→ **AIM**
Copy the following lines verbatim.

→ **RECORDS FOR THE EXERCISE**
◇ ◇ ◇

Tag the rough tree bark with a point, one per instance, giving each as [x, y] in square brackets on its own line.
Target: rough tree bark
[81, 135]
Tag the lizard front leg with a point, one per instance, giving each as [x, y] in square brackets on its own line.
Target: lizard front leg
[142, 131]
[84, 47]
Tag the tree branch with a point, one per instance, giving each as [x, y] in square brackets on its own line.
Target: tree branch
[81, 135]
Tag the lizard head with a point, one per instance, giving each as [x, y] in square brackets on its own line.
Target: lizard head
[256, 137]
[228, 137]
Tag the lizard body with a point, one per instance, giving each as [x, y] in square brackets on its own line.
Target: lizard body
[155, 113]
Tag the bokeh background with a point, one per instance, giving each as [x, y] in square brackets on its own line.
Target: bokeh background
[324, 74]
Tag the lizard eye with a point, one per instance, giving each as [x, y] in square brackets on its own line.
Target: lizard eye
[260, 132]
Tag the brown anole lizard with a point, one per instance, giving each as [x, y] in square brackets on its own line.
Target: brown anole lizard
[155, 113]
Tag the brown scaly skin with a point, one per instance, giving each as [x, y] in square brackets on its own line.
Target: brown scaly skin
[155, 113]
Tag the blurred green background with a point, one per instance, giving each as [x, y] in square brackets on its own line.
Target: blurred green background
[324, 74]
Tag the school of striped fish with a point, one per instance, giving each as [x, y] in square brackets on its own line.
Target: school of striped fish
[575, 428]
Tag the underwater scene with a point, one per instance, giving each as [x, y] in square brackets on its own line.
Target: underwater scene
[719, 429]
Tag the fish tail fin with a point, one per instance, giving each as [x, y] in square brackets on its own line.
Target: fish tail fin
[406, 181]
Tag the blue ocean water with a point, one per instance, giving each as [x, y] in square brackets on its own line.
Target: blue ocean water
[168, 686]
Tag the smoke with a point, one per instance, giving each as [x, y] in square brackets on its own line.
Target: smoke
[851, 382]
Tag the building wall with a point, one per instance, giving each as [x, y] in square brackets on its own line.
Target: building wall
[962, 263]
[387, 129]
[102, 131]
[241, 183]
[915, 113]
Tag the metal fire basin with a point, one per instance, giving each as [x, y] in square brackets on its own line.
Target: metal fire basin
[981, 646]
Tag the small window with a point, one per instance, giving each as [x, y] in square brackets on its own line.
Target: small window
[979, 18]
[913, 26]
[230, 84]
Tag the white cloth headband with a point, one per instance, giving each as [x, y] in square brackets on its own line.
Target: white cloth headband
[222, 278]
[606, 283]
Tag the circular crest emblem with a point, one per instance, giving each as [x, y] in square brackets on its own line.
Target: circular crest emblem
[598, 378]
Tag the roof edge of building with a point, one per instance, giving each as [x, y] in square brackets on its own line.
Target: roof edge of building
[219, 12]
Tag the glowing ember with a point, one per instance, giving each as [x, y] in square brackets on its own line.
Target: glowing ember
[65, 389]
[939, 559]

◇ ◇ ◇

→ **FULL ANSWER**
Tag the rough tree bark with a point, one per instance, giving each as [x, y] in square brackets on its own line.
Target: rough tree bark
[81, 135]
Tag the lizard front leg with a point, one per instance, giving each as [x, y] in square brackets on its own line.
Target: lizard front leg
[142, 131]
[84, 47]
Tag the tree branch with a point, one per instance, giving each as [x, y] in square brackets on its own line.
Target: tree branch
[81, 135]
Tag the lizard head with a point, one per instance, giving each as [x, y] in square brackets on its own line.
Target: lizard head
[256, 137]
[228, 137]
Tag the lizard body with a point, one per instance, giving each as [x, y] in square brackets on its own line.
Target: lizard body
[155, 113]
Tag the bokeh background with a point, one per instance, giving each as [x, y] in square brackets on its own line.
Target: bokeh background
[324, 74]
Tag the lizard eye with a point, one per instance, giving each as [x, y] in square brackets on its own line.
Target: lizard eye
[260, 132]
Tag the brown anole lizard with a point, one per instance, giving each as [x, y] in square brackets on its own line.
Target: brown anole lizard
[155, 113]
Tag the brown scaly skin with a point, one per instance, giving each as [x, y] in square brackets on its own line.
Target: brown scaly skin
[155, 113]
Tag the blurred green background with a point, one per instance, giving each as [x, y] in square brackets on its own line.
Target: blurred green background
[324, 74]
Tag the school of striped fish with a point, one per instance, giving each as [x, y] in square brackets on its own line.
Target: school of striped fish
[575, 428]
Tag the underwater scene with a point, one per instance, giving each as [x, y] in square brackets on its own line.
Target: underwater scene
[719, 429]
Tag the fish tail fin with a point, one per instance, giving each as [x, y] in square brackets on its own line.
Target: fish tail fin
[406, 181]
Tag the blue ocean water with a point, one per instance, giving each as [x, y] in square brackets on its own line.
Target: blue ocean water
[168, 686]
Tag the smoke with a point, one per instance, giving each as [x, y] in square brackets on its own line.
Target: smoke
[851, 382]
Tag the building wall with a point, one per instance, giving each as [x, y] in square brackets on its own line.
Target: building wall
[962, 263]
[387, 129]
[102, 131]
[241, 183]
[915, 113]
Tag the metal fire basin with a point, one per instance, giving each as [x, y] in square brackets on its own line.
Target: metal fire basin
[981, 646]
Tag the small window with a point, one per instance, giving each as [x, y] in square brackets on its own line.
Target: small window
[979, 18]
[913, 26]
[230, 84]
Tag the white cloth headband with a point, one per instance, giving each as [x, y] in square brackets on its own line.
Target: white cloth headband
[222, 278]
[606, 283]
Tag the circular crest emblem with a point, one per instance, giving each as [x, y] in square brackets on its own line.
Target: circular crest emblem
[598, 378]
Tag the roof edge of building with a point, one per instance, giving each as [x, y] in square brackets on its own line.
Target: roof edge of building
[219, 12]
Tag the glowing ember with a point, one per instance, giving each as [x, y] in square brackets on its own line.
Target: glowing ember
[65, 389]
[939, 559]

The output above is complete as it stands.